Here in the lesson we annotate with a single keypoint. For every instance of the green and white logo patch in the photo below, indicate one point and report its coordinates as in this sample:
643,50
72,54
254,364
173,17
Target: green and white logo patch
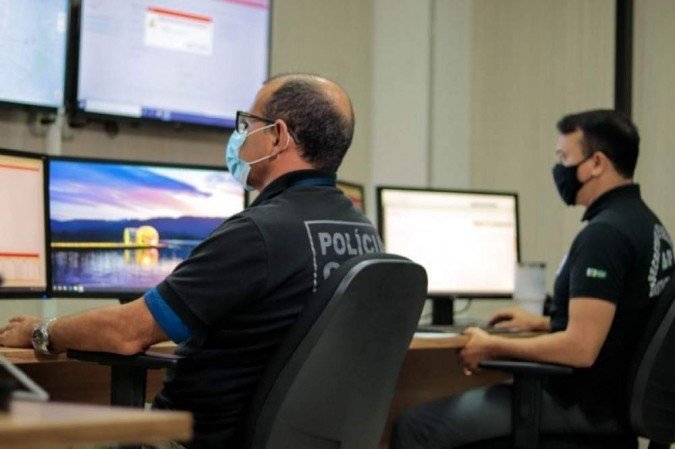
596,273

________________________

> WHAT TO DO: Reproduce the whole listing exactly, but not the images in it.

> SOLVED PROBLEM:
Here in the lesson we annotate with a single keypoint. For every instance of the green and white logo patch in the photo below, indicate one point and report its coordinates as in this sample:
643,50
72,54
254,364
173,17
Target: green and white logo patch
596,273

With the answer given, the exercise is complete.